■ YOUR INSTRUCTIONS ■
Summarize the article on ESPN's Emmy entries in two sentences.

Disney has been forced to slash personnel across multiple companies.
ESPN in particular has been hit hard by layoffs.
Now Disney is furious after ESPN got caught pulling one embarrassing hoax.
Disney has been toying with the idea of spinning off ESPN, as the sports network is not the cash cow it once was.
Live sports still do well in terms of advertising, but the plethora of debate shows and other programs are not drawing the same eyeballs.
And Disney might again consider cutting ESPN loose after the “worldwide leader in sports” got busted submitting fake names to secure Emmys for on-air talent.
The National Academy of Television Arts & Sciences (NATAS) had a rule that prohibited on-air personalities from receiving awards granted to the overall production of a particular show but they could win for separate categories such as “outstanding host.”
The Athletic reported that “[s]ince at least 2010, ESPN inserted fake names in Emmy entries, then took the awards won by some of those imaginary individuals, had them re-engraved and gave them to on-air personalities.”
For example, football commentator Kirk Herbstreit was credited as “Kirk Henry.”
NFL anchor Samantha Ponder, who goes by Sam, was given the fake credit as Steven Ponder.
She was “gender-transitioned” in the fake award process, which is ironic because she’s been one of the few people at ESPN to speak out against biological males competing in women’s sports.
The scheme was apparently done without the knowledge of any of the ESPN on-air personalities.
ESPN said in a statement, “Some members of our team were clearly wrong in submitting certain names that may go back to 1997 in Emmy categories where they were not eligible for recognition or statuettes. This was a misguided attempt to recognize on-air individuals who were important members of our production team. Once current leadership was made aware, we apologized to NATAS for violating guidelines and worked closely with them to completely overhaul our submission process to safeguard against anything like this happening again. We brought in outside counsel to conduct a full and thorough investigation and individuals found to be responsible were disciplined by ESPN.”

Saved entries

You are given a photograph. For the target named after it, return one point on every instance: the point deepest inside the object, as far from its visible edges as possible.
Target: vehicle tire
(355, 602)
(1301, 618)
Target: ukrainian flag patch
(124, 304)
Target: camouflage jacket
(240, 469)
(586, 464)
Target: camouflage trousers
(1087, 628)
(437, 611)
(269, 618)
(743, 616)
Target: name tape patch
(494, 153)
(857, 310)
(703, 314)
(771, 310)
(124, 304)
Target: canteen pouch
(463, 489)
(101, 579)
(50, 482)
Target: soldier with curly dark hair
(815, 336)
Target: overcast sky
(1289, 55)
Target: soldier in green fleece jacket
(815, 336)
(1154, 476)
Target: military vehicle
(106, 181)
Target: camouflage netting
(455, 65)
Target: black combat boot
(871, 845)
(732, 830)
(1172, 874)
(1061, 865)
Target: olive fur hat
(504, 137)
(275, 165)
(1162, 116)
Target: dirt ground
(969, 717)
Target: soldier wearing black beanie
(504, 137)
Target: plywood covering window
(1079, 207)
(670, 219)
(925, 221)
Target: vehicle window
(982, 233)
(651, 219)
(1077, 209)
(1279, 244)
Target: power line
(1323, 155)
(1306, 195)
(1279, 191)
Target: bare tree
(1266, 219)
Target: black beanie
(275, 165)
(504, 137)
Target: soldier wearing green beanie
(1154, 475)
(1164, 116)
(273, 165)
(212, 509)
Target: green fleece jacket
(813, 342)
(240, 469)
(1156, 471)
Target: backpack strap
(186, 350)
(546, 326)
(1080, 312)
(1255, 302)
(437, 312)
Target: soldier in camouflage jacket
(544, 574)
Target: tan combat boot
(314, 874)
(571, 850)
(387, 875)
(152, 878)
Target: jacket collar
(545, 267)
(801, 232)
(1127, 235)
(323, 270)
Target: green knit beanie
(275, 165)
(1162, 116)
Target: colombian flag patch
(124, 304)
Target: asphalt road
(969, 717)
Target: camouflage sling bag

■ ANSWER SPACE ■
Since at least 2010, ESPN inserted fake names such as "Kirk Henry" for Kirk Herbstreit into Emmy entries, then had the awards re-engraved and given to on-air personalities, whom a NATAS rule barred from receiving awards granted to a show's overall production. In a statement, ESPN said it apologized to NATAS, overhauled its submission process and disciplined the individuals found responsible, while Disney, which has already cut ESPN staff, might again consider spinning off the network.